* **Quoted passage**
Biological machines

Molecular motor teamwork

Synthetic muscles built from DNA nanotube scaffolds can be used to study how myosin motors work together to make real muscles function.

The generation of muscle force and velocity is achieved through the collective action of billions of nanoscale motors known as myosin molecules. Inside muscle tissue these molecular motors are arranged in a highly ordered pattern that is intimately linked to the mechanism of contraction, but how exactly the actions of individual myosins are coordinated to give rise to the emergent properties of muscle remains unclear1. Studying whole-muscle tissue to try to understand this coordination is too difficult because the measures produced represent the average behaviour of billions of motors, washing out the exquisite behaviour of a single motor. Conversely, while single-molecule assays can reveal important properties about an individual motor, they provide little insight into coordination between motors2. Writing in Nature Nanotechnology, Sivaraj Sivaramakrishnan and colleagues at the University of Michigan and Stanford University School of Medicine now report a new approach to bridge this knowledge gap in which DNA nanotubes are used to mechanically couple and manipulate myosin motors3.

* **Data below**
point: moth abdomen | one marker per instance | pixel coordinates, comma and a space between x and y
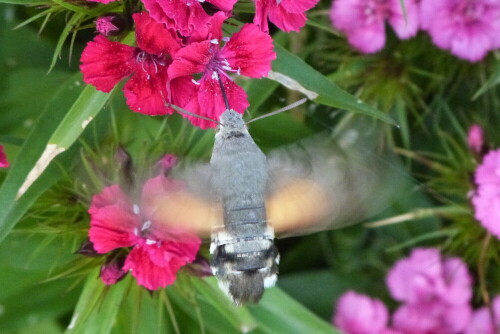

* **Task objective**
Swap "scaffolds" for "frameworks" in the passage on molecular motor teamwork, and give the part from "Molecular motor teamwork" to "real muscles function." with that change.

* **Solution to this problem**
Molecular motor teamwork

Synthetic muscles built from DNA nanotube frameworks can be used to study how myosin motors work together to make real muscles function.